> _Texto da página_:
◇ ◇ ◇

Maria Helena considera que as artes promovem a conexão entre
o corpo e a natureza, entre o sujeito e as outras pessoas, que desencadeia o
processo de conhecimento descrito acima a partir dos sentidos. Especialmente
nas artes plásticas, as mãos funcionam como “intermediárias entre a mente, o
físico e as emoções” (p. 147). Segundo ela, na educação pela arte “as mãos
ocupam um lugar de grande importância, pois permitem o extravasamento imediato dos
símbolos do inconsciente, aflorados através de formas, cores e sinais gráficos”
(p. 147). Essa afirmação lembra a psicóloga e educadora russo brasileira Helena
Antipoff, que considerava as mãos como um prolongamento físico da inteligência,
afirmando que o sujeito pensa com as mãos, experimentando, operando... (Antipoff,
1992, p. 125; Almeida, 2017).
Outro momento de expressão de grande impacto no
desenvolvimento é o aprendizado do desenho. Para Maria Helena, os sentimentos e
representações do mundo na criança são revelados nos desenhos, na pintura, na
modelagem. Todas essas atividades não verbais seriam uma expressão direta das
emoções, dos sentimentos e do intelecto, trazendo à tona aquilo que a palavra
não consegue expressar.

◇ ◇ ◇

> _Dados registrados_:
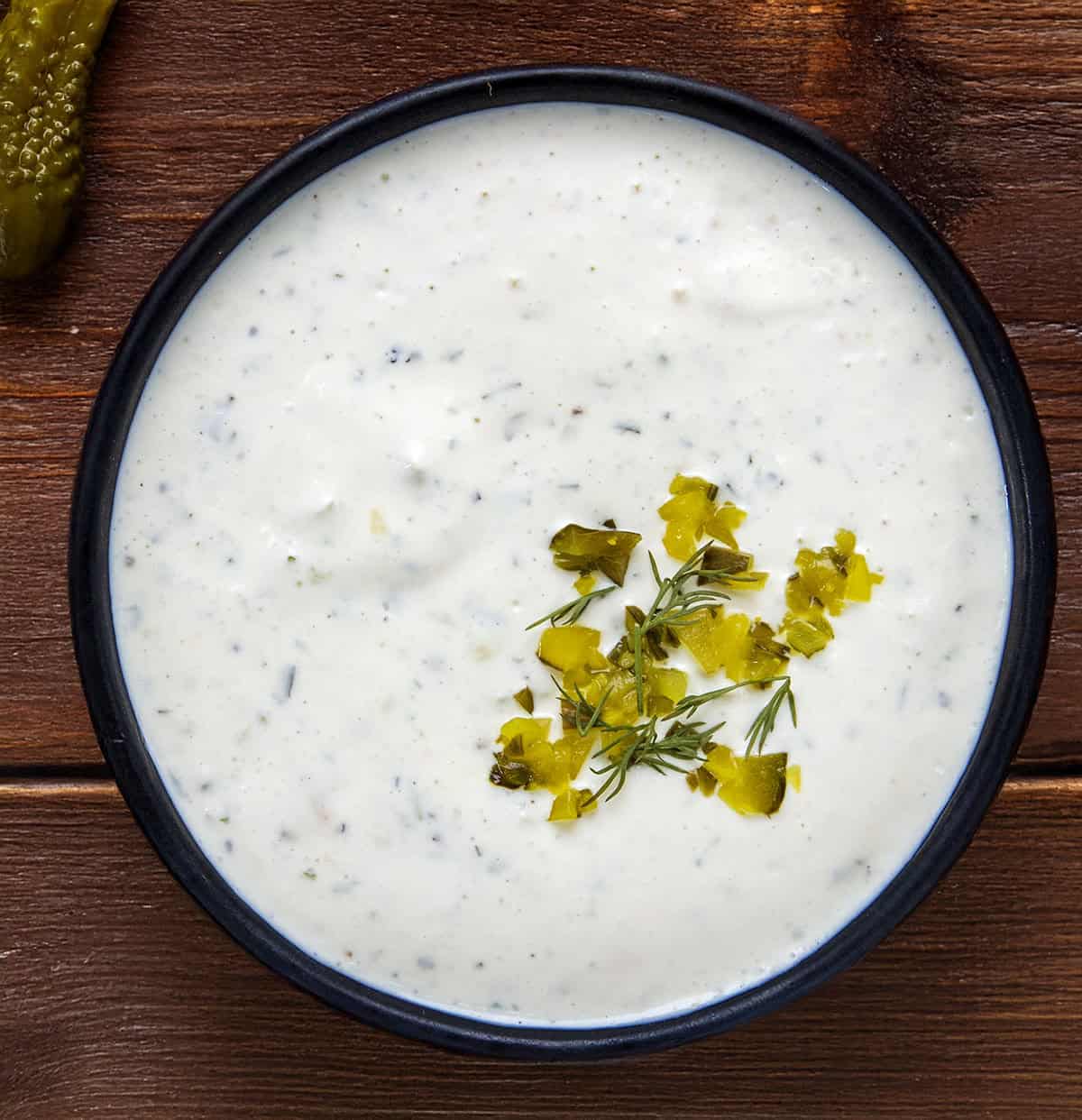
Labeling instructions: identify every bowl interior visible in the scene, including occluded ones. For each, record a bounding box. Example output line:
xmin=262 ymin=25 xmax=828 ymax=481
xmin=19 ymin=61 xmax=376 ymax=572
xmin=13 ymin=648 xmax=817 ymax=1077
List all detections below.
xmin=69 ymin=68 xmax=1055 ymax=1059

◇ ◇ ◇

> _O que fazer_:
Responda com base no texto da página:
(a) Como Helena Antipoff considerava as mãos?
(b) Segundo Maria Helena, em que atividades se revelam os sentimentos e as representações do mundo na criança?
(c) Que aprendizado é apontado como outro momento de expressão de grande impacto no desenvolvimento?

> _Resposta correta_:
(a) Como um prolongamento físico da inteligência.
(b) Nos desenhos, na pintura e na modelagem.
(c) O aprendizado do desenho.